• [TASK DIRECTIONS]:
Find "Please identify the large" in the records that follow; print that line and each subsequent line through the last one, verbatim and with nothing added.

[start EXERCISE INPUTS]

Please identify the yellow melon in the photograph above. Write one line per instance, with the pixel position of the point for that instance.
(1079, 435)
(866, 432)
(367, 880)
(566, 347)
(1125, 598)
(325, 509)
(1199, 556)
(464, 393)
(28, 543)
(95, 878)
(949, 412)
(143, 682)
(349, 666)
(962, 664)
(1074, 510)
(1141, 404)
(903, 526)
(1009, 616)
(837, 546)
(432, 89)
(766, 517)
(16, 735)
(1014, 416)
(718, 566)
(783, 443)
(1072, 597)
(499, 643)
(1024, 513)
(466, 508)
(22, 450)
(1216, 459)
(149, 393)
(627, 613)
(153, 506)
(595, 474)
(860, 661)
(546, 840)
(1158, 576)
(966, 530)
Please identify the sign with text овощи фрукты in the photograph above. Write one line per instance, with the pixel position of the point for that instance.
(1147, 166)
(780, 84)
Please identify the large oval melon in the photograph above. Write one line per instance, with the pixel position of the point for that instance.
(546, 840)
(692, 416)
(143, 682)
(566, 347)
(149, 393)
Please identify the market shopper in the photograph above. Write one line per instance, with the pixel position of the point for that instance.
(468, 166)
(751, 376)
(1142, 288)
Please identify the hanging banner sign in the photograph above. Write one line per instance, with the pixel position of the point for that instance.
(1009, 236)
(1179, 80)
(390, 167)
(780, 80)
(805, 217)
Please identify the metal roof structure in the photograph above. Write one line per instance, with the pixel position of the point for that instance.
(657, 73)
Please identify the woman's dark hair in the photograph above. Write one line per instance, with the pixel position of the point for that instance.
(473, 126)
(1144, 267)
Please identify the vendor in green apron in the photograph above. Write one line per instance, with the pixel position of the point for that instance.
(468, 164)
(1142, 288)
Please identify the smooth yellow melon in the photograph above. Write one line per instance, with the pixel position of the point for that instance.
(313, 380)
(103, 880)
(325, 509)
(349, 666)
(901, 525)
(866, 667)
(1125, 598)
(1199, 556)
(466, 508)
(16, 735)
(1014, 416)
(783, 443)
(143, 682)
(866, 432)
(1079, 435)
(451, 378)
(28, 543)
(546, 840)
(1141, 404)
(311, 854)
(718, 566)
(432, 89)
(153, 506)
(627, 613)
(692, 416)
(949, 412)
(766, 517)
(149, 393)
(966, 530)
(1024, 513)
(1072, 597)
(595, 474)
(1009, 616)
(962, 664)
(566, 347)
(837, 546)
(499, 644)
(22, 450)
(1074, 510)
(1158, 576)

[end EXERCISE INPUTS]

• [RESULT FOR THIS TASK]:
Please identify the large oval melon in the photograph above. Write one line per instance, with the pixel position of the point for that instance.
(546, 840)
(692, 416)
(143, 682)
(566, 347)
(149, 393)
Please identify the market shopper in the photograph above. Write one line per instance, with the pixel position of the point for that instance.
(468, 166)
(751, 376)
(1142, 288)
Please identify the hanging banner sign in the photograph above. Write one line per instance, with the pixel position of the point for that instance.
(1009, 236)
(1179, 80)
(390, 167)
(780, 80)
(805, 217)
Please identify the metal roof structure in the photograph above. Write one line per instance, with the pixel position of the point for that instance.
(657, 73)
Please identify the woman's dark hair in the photograph above. Write one line per instance, with the pixel position of the point for that instance.
(473, 126)
(1144, 267)
Please identify the vendor in green apron in the photograph above. Write one line per instance, with the pixel position of the point for that instance.
(468, 164)
(1142, 288)
Please identify the smooth yellow melon in the photograph above. Write one line per instance, with the pixel position of the point for that instance.
(313, 380)
(103, 880)
(325, 509)
(349, 666)
(901, 525)
(866, 667)
(1125, 598)
(1199, 556)
(466, 508)
(16, 735)
(1014, 416)
(783, 443)
(143, 682)
(866, 432)
(1079, 435)
(451, 378)
(28, 543)
(546, 840)
(1141, 404)
(311, 854)
(718, 566)
(432, 89)
(153, 506)
(627, 613)
(692, 416)
(949, 412)
(766, 517)
(149, 393)
(966, 530)
(1024, 513)
(1072, 597)
(595, 474)
(1009, 616)
(962, 664)
(566, 347)
(837, 546)
(499, 644)
(22, 450)
(1074, 510)
(1158, 576)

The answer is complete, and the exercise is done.